Your task: Without changing a character, return the entries, but not the images they hold.

(Records of labeled points)
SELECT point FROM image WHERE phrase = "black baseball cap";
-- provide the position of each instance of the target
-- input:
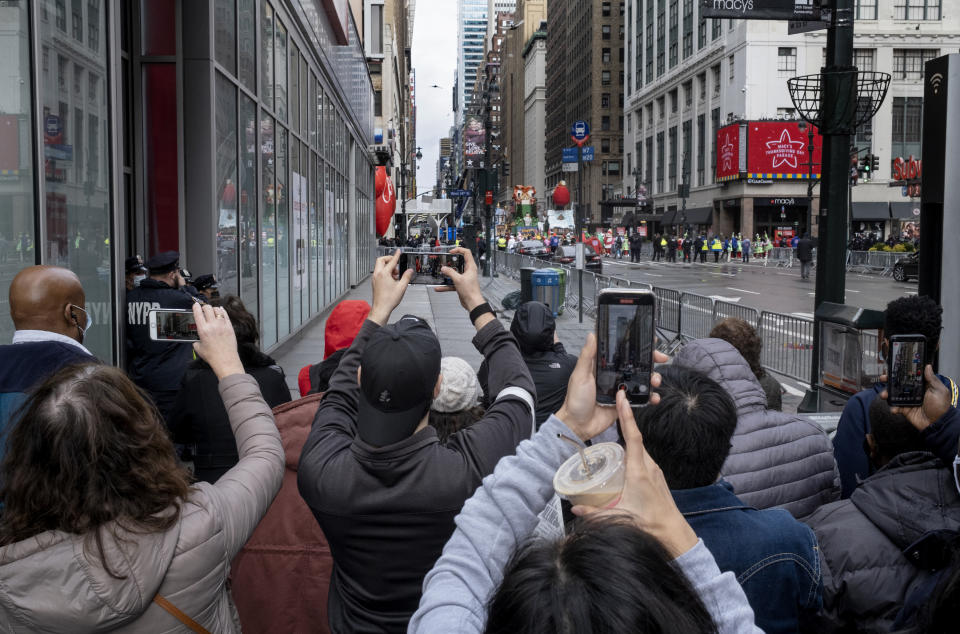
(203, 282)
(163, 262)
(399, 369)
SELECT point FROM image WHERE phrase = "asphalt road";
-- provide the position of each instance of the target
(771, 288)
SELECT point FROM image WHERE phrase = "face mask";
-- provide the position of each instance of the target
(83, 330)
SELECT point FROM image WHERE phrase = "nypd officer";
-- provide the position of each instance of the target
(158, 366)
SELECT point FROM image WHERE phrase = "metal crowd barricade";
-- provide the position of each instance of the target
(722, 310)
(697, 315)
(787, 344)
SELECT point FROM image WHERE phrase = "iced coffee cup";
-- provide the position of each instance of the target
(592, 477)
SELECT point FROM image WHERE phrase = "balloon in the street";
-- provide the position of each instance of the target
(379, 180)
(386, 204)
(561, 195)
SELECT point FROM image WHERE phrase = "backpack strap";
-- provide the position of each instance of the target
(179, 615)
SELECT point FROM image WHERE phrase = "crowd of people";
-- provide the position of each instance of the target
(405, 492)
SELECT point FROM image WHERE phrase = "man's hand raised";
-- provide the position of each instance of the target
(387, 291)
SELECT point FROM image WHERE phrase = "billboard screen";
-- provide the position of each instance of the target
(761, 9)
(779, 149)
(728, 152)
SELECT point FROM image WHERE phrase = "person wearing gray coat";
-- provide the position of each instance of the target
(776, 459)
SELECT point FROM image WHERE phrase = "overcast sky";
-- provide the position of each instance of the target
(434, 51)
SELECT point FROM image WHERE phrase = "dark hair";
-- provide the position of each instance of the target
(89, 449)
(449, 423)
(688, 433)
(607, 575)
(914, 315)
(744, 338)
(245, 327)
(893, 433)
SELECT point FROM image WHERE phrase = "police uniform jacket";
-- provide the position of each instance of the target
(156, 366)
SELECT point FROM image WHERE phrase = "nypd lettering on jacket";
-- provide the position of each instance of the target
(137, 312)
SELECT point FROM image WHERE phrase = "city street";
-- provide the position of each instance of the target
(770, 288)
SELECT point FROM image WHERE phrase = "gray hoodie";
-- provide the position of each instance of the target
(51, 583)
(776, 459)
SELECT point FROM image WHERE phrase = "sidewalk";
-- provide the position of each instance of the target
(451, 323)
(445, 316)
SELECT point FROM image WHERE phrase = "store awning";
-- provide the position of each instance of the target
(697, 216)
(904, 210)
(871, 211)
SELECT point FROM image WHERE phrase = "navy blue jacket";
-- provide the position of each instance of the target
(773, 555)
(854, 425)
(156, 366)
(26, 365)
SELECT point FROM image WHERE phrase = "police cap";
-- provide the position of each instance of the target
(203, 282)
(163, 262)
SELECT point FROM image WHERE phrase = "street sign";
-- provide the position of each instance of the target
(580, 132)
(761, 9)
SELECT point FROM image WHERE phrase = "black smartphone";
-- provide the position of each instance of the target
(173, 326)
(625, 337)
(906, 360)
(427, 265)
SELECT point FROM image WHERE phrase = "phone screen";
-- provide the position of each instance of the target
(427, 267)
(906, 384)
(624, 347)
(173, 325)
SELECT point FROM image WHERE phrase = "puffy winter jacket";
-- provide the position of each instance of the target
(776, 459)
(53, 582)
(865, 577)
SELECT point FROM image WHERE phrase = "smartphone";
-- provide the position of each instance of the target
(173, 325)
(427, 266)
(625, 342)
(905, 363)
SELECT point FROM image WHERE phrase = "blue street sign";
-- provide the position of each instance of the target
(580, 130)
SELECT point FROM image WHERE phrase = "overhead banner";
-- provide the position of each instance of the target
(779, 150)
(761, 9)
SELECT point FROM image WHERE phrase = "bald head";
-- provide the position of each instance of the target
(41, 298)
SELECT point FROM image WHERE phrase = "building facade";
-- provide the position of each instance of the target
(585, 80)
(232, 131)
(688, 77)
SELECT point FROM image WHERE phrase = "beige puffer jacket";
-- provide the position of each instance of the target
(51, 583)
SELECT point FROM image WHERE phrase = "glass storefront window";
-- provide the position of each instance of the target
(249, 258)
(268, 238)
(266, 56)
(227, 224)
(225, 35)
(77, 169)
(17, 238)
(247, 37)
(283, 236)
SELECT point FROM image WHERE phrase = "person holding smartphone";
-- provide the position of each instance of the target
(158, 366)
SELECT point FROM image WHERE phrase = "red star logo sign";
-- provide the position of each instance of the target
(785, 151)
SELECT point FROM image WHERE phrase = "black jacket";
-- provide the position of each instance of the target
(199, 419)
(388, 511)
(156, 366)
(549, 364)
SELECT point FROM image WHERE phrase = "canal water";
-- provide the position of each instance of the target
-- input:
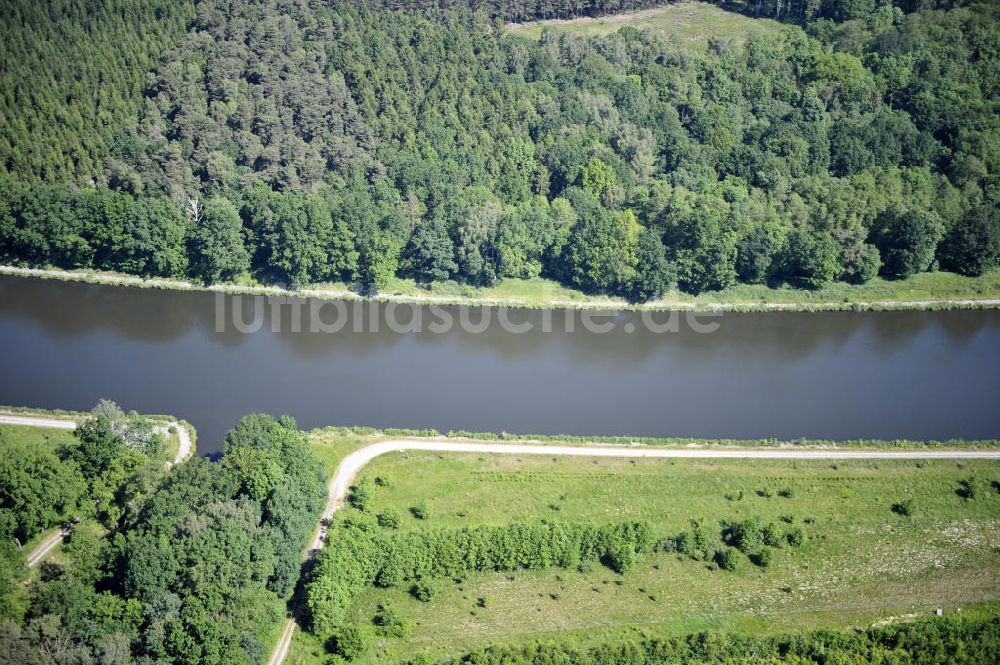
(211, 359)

Completed task:
SELECT point FROM image WHERE phrase = "black baseball cap";
-- provide the position of each instance of the target
-- input:
(203, 282)
(163, 262)
(399, 369)
SELECT point FROM image WHERE phrase = "asphalt road";
-- provide the position of each instance of the target
(771, 288)
SELECT point FROM image WHERE phrase = "face mask";
-- provide the position of each instance of the target
(83, 330)
SELECT point FROM image WHERE phrase = "nypd officer";
-- provide the position of each instance of the target
(158, 366)
SELECT point FROM image WHERE phrase = "metal crowd barricade";
-- provide the position of each instance of the target
(722, 310)
(697, 315)
(787, 344)
SELECT point FROM image WHERE phrase = "iced coffee cup";
-- provide the position of each instance of the target
(592, 477)
SELECT point FROM image WHERE phrase = "balloon in the street";
-- provide the position of each instance of the target
(379, 180)
(386, 204)
(561, 195)
SELECT point FROM image WHERE phrase = "backpack strap";
-- provide the position of each instance of the target
(179, 615)
SELECT point FROM image WHERE phrase = "crowd of people";
-- provide the position of each instance of the target
(405, 492)
SELECT point FROM image WHERE phrase = "man's hand raised";
-- provide the position of each instance of the target
(387, 291)
SELECT point FROM image WHERE phrase = "billboard screen";
-- provide the position of each instance of the target
(761, 9)
(779, 149)
(728, 152)
SELECT point FROM image WHERE phrase = "person wearing gray coat";
-- provide the position of each instance of the target
(776, 459)
SELECT point FROM image WHERE phrase = "overcast sky";
-- provide the position of each instance of the target
(434, 51)
SELECT point FROM image WHERE phrase = "dark hair";
-- provide the position of each instance of the target
(89, 449)
(449, 423)
(688, 433)
(607, 575)
(914, 315)
(744, 338)
(245, 327)
(893, 433)
SELECT point FROM image WHERE phrase = "police uniform jacket";
-- provide the position of each instance of the target
(156, 366)
SELECT point FROM image WHERE phrase = "nypd lettering on jacket";
-- provide the position of each instance of the target
(137, 312)
SELECT point FROM image WHERE phrase = "city street";
-- provide the position of each instance of the target
(770, 288)
SELECT point FROM image WHERE phrase = "gray hoodie";
-- provide the position of each instance of the target
(51, 583)
(776, 459)
SELECT point FROM image WHERE phrase = "sidewalk";
-- provide the position of each instance of the target
(451, 323)
(445, 316)
SELECT point FROM image WHERE phrase = "store awning";
-- provide the position of each instance of the target
(697, 216)
(904, 210)
(871, 211)
SELECT point FROM image WHERE phrase = "navy blue jacket";
-- provide the position of each instance of the target
(773, 555)
(854, 425)
(156, 366)
(26, 365)
SELECT point FROM image WHERE phrase = "police cap";
-- provide the position of each instance of the target
(203, 282)
(163, 262)
SELECT point FROM image WHERE phrase = "street sign";
-- provide the position of each instance of the target
(580, 132)
(761, 9)
SELECT point FROM image WHERE phrase = "black smartphone";
-- provide the position of each instance of the target
(173, 326)
(625, 337)
(906, 360)
(427, 265)
SELECT point FROM image WHERE phrase = "phone screen";
-- provide the position of each instance of the target
(427, 267)
(906, 384)
(624, 347)
(173, 325)
SELECT point FROM image WHERE phrase = "puffy winter jacket";
-- provide the position of each instance of the target
(776, 459)
(53, 582)
(865, 577)
SELECT point FROM image WHERE phrase = "smartphone";
-- provide the position of each instance of the target
(173, 325)
(427, 266)
(625, 342)
(905, 363)
SELECT point FROM image WHERE phrase = "blue street sign";
-- provide the position of each instance of the target
(580, 130)
SELECT point FROM image WHERE phrase = "overhead banner";
-- provide the position of each instance of the target
(779, 150)
(761, 9)
SELECT point FROM image WHERE phrase = "bald head";
-- provide the position of each instance of the target
(41, 298)
SELECT point FROM image WHERE phrase = "building facade";
-- provide the position of each instance of the target
(585, 80)
(232, 131)
(688, 77)
SELECT point FROM image WHERE phrase = "beige puffer jacket";
-- provide the position of each instance of the target
(51, 583)
SELECT point FROM image WHERE phrase = "glass storefront window";
-- provide the position of each instance of the target
(249, 258)
(268, 238)
(266, 56)
(227, 224)
(225, 35)
(77, 169)
(17, 238)
(247, 37)
(283, 236)
SELECT point FROM image WHERE phrase = "person holding smartphone";
-- provide the position of each instance of the target
(158, 366)
SELECT point FROM image WHERE phrase = "red star logo sign";
-- provide the position of each instance of the target
(785, 151)
SELECT point FROM image WHERE phrase = "black jacket";
-- provide the position of each instance of the target
(199, 419)
(388, 511)
(156, 366)
(549, 364)
SELECT point FROM image WHERE phrase = "canal water";
-- provide the position of each instance of the target
-- input:
(211, 359)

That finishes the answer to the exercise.